*WHAT IS REQUIRED*
Change every "Marked points" in the lines below to "Points placed", and leave everything else untouched.

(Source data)
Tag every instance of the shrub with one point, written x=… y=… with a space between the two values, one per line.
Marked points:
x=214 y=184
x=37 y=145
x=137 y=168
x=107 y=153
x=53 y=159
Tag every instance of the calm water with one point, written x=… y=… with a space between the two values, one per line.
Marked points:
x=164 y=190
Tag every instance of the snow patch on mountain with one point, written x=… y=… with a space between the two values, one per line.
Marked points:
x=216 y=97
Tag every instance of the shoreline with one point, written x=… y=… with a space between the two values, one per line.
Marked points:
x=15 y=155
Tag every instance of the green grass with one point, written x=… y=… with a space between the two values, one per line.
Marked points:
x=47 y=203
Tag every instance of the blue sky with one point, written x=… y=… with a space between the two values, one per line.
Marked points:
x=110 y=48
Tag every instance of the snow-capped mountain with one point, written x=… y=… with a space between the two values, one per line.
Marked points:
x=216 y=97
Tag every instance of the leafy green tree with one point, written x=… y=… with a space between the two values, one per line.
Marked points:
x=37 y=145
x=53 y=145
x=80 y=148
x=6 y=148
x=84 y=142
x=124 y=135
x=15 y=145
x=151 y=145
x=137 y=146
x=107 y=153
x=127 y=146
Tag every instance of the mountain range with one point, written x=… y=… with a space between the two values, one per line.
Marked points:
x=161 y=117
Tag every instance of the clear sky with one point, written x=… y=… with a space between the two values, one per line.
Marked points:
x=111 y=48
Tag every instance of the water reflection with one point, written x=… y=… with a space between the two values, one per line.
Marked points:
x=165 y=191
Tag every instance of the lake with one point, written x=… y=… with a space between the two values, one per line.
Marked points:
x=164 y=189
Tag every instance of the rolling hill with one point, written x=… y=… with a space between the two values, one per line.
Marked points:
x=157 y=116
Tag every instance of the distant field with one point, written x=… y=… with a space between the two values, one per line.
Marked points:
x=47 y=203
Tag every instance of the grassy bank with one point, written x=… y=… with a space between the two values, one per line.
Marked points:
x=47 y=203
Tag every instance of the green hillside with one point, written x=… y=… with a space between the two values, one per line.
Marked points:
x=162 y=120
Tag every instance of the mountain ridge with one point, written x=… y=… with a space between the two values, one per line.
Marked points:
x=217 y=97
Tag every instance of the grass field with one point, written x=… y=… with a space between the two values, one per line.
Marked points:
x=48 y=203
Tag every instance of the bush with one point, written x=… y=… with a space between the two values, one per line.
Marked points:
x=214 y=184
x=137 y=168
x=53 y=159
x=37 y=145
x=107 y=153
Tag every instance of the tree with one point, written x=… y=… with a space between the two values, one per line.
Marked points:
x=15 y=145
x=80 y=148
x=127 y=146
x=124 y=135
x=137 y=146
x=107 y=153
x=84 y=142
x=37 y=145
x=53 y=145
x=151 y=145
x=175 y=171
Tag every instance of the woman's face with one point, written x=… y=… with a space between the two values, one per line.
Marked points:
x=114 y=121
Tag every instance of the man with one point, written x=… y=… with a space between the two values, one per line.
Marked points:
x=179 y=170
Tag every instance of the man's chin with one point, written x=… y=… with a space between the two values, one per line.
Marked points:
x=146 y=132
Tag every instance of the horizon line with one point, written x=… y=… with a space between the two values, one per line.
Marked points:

*SOLUTION TO THIS EXERCISE*
Tag every instance of the shrub with one point, written x=… y=… with a space between the two values, one per line.
Points placed:
x=214 y=184
x=37 y=145
x=137 y=168
x=107 y=153
x=53 y=159
Tag every instance of the calm water with one point, written x=… y=… with a space between the two values, one per line.
Points placed:
x=164 y=190
Tag every instance of the snow patch on mountain with one point, written x=… y=… with a space between the two values, one per line.
Points placed:
x=216 y=97
Tag every instance of the shoreline with one point, written x=… y=… with a space between the two values, one per line.
Points placed:
x=15 y=155
Tag every instance of the green grass with one point, written x=… y=… with a space between the two values, one per line.
Points placed:
x=47 y=203
Tag every instance of the blue sky with one point, written x=… y=… with a space between the two values, one per line.
Points placed:
x=110 y=48
Tag every instance of the snow-capped mountain with one point, written x=… y=… with a space between the two values, one per line.
Points placed:
x=216 y=97
Tag every instance of the leafy green tree with one point, written x=… y=… with a space between the two values, one per line.
Points placed:
x=37 y=145
x=53 y=145
x=80 y=148
x=6 y=148
x=84 y=142
x=124 y=135
x=15 y=145
x=151 y=145
x=137 y=146
x=107 y=153
x=127 y=146
Tag every instance of the mountain range with one point, written x=… y=… with a space between the two values, one per line.
Points placed:
x=161 y=117
Tag every instance of the clear sky with one point, written x=… y=… with a space between the two values, one per line.
Points placed:
x=111 y=48
Tag every instance of the water reflection with one point, written x=… y=… with a space between the two values, one per line.
Points placed:
x=165 y=191
Tag every instance of the lake with one point, written x=… y=… with a space between the two values, one per line.
Points placed:
x=164 y=189
Tag every instance of the rolling hill with one point, written x=… y=… with a space between the two values, one per line.
Points placed:
x=157 y=116
Tag every instance of the distant field with one point, written x=… y=… with a space between the two values, one per line.
Points placed:
x=47 y=203
Tag every instance of the grassy bank with one point, written x=… y=… with a space between the two values, one per line.
Points placed:
x=47 y=203
Tag every instance of the green hillside with one point, written x=… y=… with a space between the two values, one per line.
Points placed:
x=162 y=120
Tag every instance of the mountain ridge with one point, written x=… y=… with a space between the two values, one per line.
Points placed:
x=217 y=97
Tag every instance of the grass field with one point, written x=… y=… with a space between the two values, one per line.
Points placed:
x=48 y=203
Tag every instance of the bush with one point, written x=… y=… with a space between the two values, one per line.
Points placed:
x=214 y=184
x=137 y=168
x=53 y=159
x=37 y=145
x=107 y=153
Tag every instance of the tree with one point, written x=… y=… with a space between the two values, one per line.
Points placed:
x=15 y=145
x=80 y=148
x=127 y=146
x=124 y=135
x=137 y=146
x=107 y=153
x=84 y=142
x=37 y=145
x=53 y=145
x=151 y=145
x=175 y=171
Tag every instance of the woman's face with one point, written x=… y=… with a space between the two values, one per line.
Points placed:
x=114 y=121
Tag every instance of the man with one point, written x=… y=… with a space between the two values, one per line.
Points placed:
x=179 y=170
Tag every instance of the man's chin with one point, written x=… y=… with a space between the two values, one per line.
Points placed:
x=146 y=132
Tag every instance of the horizon line with one point, written x=… y=… with a space between the two values, one per line.
Points placed:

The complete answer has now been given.